Excerpted data:

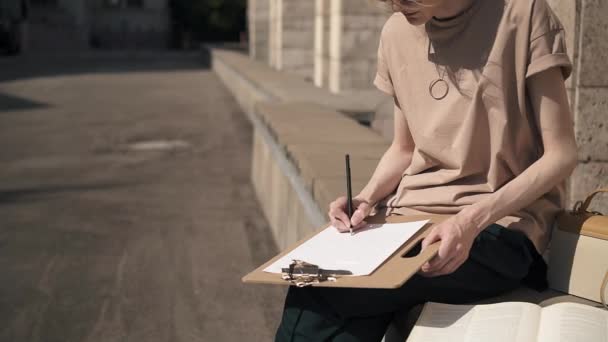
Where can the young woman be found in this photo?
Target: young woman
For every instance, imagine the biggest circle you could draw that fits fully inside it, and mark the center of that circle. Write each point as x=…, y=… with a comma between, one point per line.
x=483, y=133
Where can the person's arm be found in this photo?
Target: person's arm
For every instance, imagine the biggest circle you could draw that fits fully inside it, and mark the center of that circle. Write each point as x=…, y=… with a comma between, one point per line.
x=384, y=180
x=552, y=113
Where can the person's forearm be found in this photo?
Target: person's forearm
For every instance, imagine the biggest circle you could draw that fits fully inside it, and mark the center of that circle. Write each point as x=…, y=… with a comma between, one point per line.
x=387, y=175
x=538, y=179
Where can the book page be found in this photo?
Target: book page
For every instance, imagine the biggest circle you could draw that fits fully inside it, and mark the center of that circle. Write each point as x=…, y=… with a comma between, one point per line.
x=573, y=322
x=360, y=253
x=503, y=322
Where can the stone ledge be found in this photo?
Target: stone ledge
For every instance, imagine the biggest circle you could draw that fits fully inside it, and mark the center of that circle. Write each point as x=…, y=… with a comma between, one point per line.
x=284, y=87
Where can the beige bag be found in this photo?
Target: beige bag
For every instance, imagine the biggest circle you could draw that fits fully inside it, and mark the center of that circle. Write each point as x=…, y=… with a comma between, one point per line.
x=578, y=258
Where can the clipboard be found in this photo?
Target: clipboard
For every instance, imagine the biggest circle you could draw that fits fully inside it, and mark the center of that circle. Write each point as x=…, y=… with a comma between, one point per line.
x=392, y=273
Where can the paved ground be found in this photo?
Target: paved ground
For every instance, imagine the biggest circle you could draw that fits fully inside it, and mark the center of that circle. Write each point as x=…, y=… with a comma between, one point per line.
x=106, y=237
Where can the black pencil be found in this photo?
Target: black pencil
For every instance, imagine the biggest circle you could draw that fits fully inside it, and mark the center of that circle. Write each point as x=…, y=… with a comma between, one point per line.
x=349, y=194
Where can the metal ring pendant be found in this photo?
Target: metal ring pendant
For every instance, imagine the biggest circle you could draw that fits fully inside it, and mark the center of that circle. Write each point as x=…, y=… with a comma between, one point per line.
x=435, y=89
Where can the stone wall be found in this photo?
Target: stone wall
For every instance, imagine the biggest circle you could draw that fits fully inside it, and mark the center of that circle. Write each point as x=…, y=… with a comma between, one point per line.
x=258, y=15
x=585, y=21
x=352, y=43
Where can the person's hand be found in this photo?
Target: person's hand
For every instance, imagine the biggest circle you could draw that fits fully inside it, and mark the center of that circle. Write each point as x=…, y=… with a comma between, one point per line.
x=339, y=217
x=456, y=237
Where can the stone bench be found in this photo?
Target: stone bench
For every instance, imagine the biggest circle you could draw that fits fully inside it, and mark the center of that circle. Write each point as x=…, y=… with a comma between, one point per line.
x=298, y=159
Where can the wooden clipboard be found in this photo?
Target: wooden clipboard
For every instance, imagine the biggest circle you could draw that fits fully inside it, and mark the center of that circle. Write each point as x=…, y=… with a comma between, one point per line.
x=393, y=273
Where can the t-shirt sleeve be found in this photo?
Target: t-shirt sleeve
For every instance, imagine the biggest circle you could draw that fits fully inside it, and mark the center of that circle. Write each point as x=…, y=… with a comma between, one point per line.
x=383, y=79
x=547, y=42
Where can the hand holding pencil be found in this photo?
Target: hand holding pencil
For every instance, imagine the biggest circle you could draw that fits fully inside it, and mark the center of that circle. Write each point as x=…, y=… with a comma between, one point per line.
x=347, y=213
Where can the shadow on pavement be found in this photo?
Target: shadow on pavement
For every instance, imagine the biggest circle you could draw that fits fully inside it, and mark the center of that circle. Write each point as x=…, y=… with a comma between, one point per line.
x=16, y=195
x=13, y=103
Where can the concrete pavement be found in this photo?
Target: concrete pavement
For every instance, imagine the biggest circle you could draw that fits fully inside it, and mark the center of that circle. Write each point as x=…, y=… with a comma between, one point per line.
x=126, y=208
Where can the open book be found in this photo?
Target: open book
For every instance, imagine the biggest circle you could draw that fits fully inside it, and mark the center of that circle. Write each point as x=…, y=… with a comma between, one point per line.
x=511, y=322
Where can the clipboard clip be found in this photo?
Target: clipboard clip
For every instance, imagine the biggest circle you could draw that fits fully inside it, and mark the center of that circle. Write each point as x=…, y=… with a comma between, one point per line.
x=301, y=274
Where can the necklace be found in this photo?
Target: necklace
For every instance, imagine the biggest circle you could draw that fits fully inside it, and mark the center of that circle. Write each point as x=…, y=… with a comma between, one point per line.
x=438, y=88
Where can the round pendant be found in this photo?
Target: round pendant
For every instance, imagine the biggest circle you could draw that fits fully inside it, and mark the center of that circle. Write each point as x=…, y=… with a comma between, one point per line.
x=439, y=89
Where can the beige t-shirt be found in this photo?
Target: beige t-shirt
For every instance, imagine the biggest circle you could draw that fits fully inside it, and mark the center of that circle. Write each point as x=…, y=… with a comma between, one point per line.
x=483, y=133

Stated exercise: Turn the lines above into a numbered list with blank lines left out, starting at the line that has "Where can the open" and stopping after the line that has "x=511, y=322". Include only those lines.

Finished task:
1. Where can the open book be found in this photo?
2. Target: open book
3. For every instance, imagine the biggest circle you could draw that fits fully inside it, and mark the center of that circle. Write each point as x=…, y=… with a comma between, one point per line.
4. x=511, y=322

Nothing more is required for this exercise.